What is being asked: Pick out and copy every line in the listing below that contains the word "order". Matching is case-sensitive.

*** Data ***

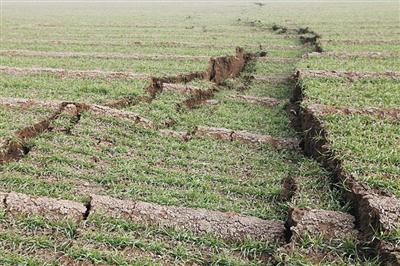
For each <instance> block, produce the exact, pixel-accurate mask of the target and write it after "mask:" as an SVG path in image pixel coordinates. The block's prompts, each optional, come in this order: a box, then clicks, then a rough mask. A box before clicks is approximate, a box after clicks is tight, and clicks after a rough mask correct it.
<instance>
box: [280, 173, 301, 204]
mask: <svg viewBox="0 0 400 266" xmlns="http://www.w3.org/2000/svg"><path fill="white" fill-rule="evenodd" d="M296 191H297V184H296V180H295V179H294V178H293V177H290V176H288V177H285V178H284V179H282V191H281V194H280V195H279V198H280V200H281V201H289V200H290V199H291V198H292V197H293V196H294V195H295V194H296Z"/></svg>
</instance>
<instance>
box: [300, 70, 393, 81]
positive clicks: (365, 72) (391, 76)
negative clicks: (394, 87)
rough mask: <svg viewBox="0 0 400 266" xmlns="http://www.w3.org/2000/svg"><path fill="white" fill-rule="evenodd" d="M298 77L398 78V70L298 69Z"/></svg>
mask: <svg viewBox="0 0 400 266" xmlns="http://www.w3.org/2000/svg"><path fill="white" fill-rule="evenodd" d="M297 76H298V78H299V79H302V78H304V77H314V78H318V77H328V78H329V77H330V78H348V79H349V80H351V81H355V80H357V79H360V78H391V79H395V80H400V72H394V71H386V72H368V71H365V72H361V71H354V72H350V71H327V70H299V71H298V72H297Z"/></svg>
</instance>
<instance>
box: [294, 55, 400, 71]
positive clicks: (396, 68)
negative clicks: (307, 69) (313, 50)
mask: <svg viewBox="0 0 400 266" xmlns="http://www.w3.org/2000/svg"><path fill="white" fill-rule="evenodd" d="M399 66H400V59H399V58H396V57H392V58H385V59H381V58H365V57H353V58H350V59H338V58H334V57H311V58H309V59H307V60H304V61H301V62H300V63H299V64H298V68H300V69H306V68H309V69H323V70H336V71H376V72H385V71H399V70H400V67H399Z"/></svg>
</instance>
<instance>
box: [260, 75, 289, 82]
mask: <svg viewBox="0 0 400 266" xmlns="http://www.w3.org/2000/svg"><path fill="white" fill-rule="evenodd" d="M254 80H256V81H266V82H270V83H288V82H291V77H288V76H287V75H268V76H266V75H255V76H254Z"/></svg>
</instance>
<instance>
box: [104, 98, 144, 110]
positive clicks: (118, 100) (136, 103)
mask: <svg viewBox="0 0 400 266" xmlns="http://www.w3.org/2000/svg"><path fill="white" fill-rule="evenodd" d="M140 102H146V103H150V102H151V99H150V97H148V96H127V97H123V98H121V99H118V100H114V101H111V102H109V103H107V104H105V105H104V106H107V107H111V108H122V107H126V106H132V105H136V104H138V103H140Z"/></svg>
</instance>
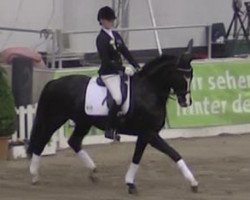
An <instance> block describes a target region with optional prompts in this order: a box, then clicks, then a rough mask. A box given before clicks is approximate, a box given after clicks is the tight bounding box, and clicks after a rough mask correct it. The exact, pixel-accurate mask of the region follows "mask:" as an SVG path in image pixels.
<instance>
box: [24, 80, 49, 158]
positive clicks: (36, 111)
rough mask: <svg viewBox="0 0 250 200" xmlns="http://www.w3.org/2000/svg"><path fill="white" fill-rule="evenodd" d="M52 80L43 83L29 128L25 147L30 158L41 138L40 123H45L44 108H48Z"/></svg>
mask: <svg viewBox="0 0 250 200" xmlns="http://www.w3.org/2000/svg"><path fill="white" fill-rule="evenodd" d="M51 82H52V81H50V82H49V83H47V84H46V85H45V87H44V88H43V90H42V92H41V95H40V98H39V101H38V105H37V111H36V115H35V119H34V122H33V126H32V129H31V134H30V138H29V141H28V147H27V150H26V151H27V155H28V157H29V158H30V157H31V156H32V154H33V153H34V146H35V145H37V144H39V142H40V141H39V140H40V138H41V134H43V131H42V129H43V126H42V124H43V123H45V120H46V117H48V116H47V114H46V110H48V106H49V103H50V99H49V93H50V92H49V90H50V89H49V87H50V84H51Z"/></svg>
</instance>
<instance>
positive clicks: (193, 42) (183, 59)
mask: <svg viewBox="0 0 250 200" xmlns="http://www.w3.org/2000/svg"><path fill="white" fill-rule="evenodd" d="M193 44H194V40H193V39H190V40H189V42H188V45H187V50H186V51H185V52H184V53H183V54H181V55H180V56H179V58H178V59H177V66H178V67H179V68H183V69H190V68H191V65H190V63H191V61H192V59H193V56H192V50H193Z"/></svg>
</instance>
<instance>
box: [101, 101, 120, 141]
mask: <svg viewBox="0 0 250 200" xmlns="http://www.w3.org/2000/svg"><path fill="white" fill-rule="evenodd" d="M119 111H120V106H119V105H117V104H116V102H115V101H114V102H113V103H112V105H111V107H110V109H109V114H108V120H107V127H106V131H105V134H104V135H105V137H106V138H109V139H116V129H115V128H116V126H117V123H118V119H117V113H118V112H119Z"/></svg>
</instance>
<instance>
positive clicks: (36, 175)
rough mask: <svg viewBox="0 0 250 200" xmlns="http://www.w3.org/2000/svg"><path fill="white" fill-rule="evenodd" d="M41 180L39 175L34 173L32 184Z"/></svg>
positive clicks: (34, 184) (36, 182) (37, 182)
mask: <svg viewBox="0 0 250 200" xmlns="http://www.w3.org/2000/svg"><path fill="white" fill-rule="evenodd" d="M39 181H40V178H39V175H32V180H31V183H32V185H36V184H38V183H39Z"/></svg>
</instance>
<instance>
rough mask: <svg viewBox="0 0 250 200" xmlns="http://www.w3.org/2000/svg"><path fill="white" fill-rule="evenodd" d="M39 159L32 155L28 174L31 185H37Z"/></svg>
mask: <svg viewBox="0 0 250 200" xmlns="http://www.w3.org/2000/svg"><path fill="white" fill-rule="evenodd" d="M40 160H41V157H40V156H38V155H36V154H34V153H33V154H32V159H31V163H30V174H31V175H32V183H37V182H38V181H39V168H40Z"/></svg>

*** End of Data ***
*** Data ***

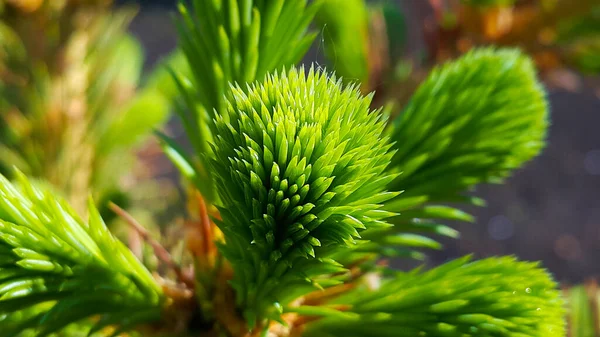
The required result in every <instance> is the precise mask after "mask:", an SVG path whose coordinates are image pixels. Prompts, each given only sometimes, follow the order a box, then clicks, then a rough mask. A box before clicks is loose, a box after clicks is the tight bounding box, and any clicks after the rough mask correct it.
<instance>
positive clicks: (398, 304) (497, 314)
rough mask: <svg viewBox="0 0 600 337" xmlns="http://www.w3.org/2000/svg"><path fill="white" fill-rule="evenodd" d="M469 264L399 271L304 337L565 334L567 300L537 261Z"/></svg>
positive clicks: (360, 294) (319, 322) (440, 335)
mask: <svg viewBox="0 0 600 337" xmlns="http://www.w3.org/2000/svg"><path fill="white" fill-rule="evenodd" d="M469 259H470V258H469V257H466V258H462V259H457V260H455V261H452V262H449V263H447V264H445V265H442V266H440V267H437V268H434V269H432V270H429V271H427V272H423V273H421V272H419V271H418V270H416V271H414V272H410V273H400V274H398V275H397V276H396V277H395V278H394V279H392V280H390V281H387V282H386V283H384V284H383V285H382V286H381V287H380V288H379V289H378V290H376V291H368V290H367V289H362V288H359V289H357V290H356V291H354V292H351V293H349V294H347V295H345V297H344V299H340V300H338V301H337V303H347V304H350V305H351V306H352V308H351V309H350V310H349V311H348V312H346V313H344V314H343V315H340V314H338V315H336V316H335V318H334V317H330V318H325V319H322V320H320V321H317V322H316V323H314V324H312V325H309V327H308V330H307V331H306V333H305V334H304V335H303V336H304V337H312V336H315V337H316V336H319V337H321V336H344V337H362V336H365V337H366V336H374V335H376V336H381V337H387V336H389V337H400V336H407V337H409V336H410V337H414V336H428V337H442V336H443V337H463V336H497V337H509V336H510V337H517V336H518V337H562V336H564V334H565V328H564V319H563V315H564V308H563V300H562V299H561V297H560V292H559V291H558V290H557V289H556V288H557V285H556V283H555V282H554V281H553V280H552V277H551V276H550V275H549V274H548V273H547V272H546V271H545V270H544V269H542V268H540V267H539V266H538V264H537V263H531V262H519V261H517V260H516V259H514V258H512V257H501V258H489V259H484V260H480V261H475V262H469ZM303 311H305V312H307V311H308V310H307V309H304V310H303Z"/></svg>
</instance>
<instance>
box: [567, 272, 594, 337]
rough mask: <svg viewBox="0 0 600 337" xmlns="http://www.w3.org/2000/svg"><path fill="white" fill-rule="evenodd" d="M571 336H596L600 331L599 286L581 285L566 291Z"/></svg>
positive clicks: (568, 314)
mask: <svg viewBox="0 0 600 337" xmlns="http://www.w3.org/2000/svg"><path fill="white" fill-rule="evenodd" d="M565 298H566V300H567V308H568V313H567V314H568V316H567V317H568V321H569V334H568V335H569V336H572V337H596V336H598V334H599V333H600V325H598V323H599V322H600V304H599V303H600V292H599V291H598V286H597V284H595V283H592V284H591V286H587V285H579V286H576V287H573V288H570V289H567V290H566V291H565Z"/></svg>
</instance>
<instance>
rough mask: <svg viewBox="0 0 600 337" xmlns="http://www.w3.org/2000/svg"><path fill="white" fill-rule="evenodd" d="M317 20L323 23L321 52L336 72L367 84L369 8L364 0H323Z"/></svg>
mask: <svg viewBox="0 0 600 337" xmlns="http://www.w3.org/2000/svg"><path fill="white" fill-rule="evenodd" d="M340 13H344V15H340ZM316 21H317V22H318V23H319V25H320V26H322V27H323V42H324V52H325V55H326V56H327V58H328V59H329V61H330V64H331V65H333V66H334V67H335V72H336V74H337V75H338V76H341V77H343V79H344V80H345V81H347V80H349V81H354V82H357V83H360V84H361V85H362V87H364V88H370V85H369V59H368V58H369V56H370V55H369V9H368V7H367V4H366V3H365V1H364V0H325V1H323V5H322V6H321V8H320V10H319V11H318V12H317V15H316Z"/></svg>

*** End of Data ***

Problem solution:
For each <instance> block, produce the exact, pixel-accurate mask of the target and write it after "mask:" as an SVG path in image pixel coordinates. The block's prompts, each optional, come in this order: a box, then clicks, then a rough mask. A box before clicks is approximate, a box after clicks is tight, and clicks after a rough mask correct it.
An <instance> block describes a target region with optional prompts in this order: a box, then clicks, then a rough mask. A box given before clicks is approximate, a box given after clicks is the tight bounding box, and clicks after a rough mask correct it. The exact, pixel-accurate mask of the region follows "mask:" as an SVG path in image pixels.
The required result in every <instance> is the precise mask after "mask:", an SVG path whose coordinates are image pixels. Prompts, each given only sometimes, follow the order a box, then clicks, then a rough mask. A box before clicks is loose, a box after clicks is the tight bounding box, and any clicks after the rough mask correct it.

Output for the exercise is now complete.